**REQUIRED TASK:** Please copy the entries below with "innermost point" swapped for "center point" throughout and nothing else altered. Leave the pictures out of your copy.

Dataset records
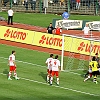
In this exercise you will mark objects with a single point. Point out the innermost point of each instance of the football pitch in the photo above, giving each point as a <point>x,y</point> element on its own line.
<point>32,84</point>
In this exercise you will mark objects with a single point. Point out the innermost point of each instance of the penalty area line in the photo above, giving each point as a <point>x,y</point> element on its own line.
<point>86,93</point>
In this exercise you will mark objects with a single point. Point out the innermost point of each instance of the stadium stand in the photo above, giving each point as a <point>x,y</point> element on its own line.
<point>90,7</point>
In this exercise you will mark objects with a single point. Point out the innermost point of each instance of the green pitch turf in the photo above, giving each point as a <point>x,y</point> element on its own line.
<point>43,20</point>
<point>32,84</point>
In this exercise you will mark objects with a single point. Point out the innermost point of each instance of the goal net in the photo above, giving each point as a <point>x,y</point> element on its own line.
<point>77,51</point>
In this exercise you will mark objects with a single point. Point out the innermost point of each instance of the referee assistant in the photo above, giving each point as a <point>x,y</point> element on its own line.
<point>10,16</point>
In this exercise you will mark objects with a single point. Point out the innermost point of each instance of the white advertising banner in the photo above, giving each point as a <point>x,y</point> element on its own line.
<point>95,25</point>
<point>69,24</point>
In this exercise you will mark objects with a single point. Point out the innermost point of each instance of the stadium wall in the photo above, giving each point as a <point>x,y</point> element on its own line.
<point>79,46</point>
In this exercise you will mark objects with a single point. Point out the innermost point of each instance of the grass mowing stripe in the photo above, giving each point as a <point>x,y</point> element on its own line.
<point>25,62</point>
<point>56,86</point>
<point>42,66</point>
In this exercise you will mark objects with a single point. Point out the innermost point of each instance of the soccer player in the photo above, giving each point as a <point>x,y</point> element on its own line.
<point>12,64</point>
<point>94,65</point>
<point>55,69</point>
<point>90,74</point>
<point>58,30</point>
<point>65,15</point>
<point>97,59</point>
<point>49,67</point>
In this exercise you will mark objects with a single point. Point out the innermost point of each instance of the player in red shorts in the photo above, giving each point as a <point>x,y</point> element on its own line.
<point>55,69</point>
<point>49,67</point>
<point>12,65</point>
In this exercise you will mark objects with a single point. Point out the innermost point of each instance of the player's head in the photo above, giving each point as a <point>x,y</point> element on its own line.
<point>93,59</point>
<point>50,24</point>
<point>51,55</point>
<point>96,54</point>
<point>56,57</point>
<point>13,52</point>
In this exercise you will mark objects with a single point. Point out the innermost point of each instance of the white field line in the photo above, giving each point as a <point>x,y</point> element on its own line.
<point>86,93</point>
<point>42,66</point>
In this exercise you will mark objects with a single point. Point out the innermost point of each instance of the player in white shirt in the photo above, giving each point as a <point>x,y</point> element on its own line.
<point>55,69</point>
<point>49,67</point>
<point>12,65</point>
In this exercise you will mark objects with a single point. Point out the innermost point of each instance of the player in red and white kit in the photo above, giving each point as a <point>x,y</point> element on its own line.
<point>55,69</point>
<point>49,67</point>
<point>12,64</point>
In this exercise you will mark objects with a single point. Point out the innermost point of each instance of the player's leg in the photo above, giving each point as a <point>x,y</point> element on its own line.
<point>95,77</point>
<point>57,77</point>
<point>48,75</point>
<point>52,75</point>
<point>15,74</point>
<point>86,74</point>
<point>10,72</point>
<point>89,76</point>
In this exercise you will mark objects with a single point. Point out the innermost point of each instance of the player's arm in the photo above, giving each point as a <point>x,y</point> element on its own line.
<point>14,63</point>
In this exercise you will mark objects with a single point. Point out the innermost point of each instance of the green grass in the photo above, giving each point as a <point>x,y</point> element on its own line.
<point>32,84</point>
<point>43,20</point>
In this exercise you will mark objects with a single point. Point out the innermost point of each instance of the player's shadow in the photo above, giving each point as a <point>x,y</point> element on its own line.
<point>6,72</point>
<point>43,75</point>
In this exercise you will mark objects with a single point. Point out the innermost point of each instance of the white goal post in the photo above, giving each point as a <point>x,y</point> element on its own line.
<point>78,45</point>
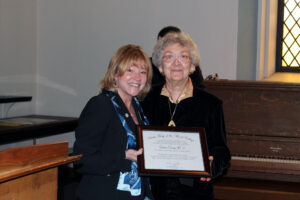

**OUTPUT BELOW:**
In this exercise you will mark objects with a single point. Point out the center point of each instance of the football pitch in the photo above, giving each point as a <point>x,y</point> element on its own line.
<point>32,84</point>
In this exercise you will mark objects with a single point. Point out the center point of each instance of the penalty area line in the photo above, giving each point as a <point>x,y</point> element on its own line.
<point>86,93</point>
In this exercise you will mark objects with a single point. Point out the center point of each instance of the stadium stand in the photo above, giving each point as a <point>x,y</point> element on its own line.
<point>90,7</point>
In this exercise you will mark objects with a single point. Point out the center point of each instance of the green pitch turf in the photo above, giving each point as a <point>x,y</point> element on its own line.
<point>43,20</point>
<point>32,84</point>
In this exercise you will mark objects with a single point. Point out the center point of each instance of the goal net in the photo above, giving each point as a <point>x,y</point> element on its own line.
<point>77,51</point>
In this exercise you will mark objects with a single point. Point out the center point of each instance of the referee assistant in the photo above, giving each point as a <point>x,y</point> element on its own line.
<point>10,16</point>
In this exercise you will mark objects with a single point. Point out the center point of each instance of the white advertising banner in the photo above, giving each point as a <point>x,y</point> element on its own line.
<point>95,25</point>
<point>69,24</point>
In this exercise you will mark objects with a single point. Point out the center point of each instance of the stadium wall in the photo above, giving each point as a <point>x,y</point> element on its own line.
<point>79,46</point>
In this exercise you will mark objects with a single point. Point out the center point of each instance of the grass mowing stripe in the photo above, giving each point as a <point>x,y</point> element on its own line.
<point>25,62</point>
<point>56,86</point>
<point>42,66</point>
In this exercise you will mark objects with a single point. Point out the center point of each instance of the soccer player in the photo above, giving each point as a <point>x,y</point> element on its own line.
<point>12,64</point>
<point>94,65</point>
<point>55,69</point>
<point>90,74</point>
<point>58,30</point>
<point>65,15</point>
<point>97,59</point>
<point>49,67</point>
In this exercise you will mark objects with a single point. Point out the center point of each instance of the player in red shorts in the photo above, giving each point as a <point>x,y</point> element on its own line.
<point>55,69</point>
<point>49,67</point>
<point>12,65</point>
In this exercise you will mark objects with a single point. Point out the center point of each instance of the player's head in the photo above, giving each point as a <point>x,y</point> element on its own line.
<point>93,59</point>
<point>50,24</point>
<point>51,55</point>
<point>96,54</point>
<point>56,57</point>
<point>13,52</point>
In this exercise you will mark objects with a single point. Point out the center point of each instance of the white field line in the photo above, giving each point as a <point>x,y</point> element on its own line.
<point>86,93</point>
<point>42,66</point>
In this exercise you will mark objects with a single point. Point out the center point of each instance of the player in white shirt in the photo above, giving each point as a <point>x,y</point> element on its own line.
<point>55,69</point>
<point>49,67</point>
<point>12,65</point>
In this exercise you will mark objects with a single point. Point out the center point of each instance of the player in red and white kit in the photo above, giving each point as a <point>x,y</point> element on its own line.
<point>55,69</point>
<point>49,67</point>
<point>12,64</point>
In this exercise you will mark objects with a single point. Point out the center point of each instance of the player's leg in the photo above, giving each point as a <point>x,y</point> element on its own line.
<point>95,77</point>
<point>57,77</point>
<point>48,75</point>
<point>52,75</point>
<point>15,74</point>
<point>86,74</point>
<point>10,72</point>
<point>89,76</point>
In this exercise you will mark objects with a single point. Point out the center point of each instance of the player's arm in the photo above, giving each point as a <point>x,y</point> element on its own line.
<point>14,63</point>
In this exercise you will mark objects with a single point. Point out the center point of each instance of the green grass in the photo above, giving each point as a <point>x,y</point> element on its own line.
<point>32,84</point>
<point>43,20</point>
In this exercise you will mark objects with a single point. Point out the center point of each instance of the player's shadow in the photo above, giving each point as a <point>x,y</point> element on its own line.
<point>6,72</point>
<point>43,75</point>
In this exercise you will mark objects with a single point. Point out the center point of each instance of the white goal post in the photo above, giving each point as a <point>x,y</point> element on its own line.
<point>78,45</point>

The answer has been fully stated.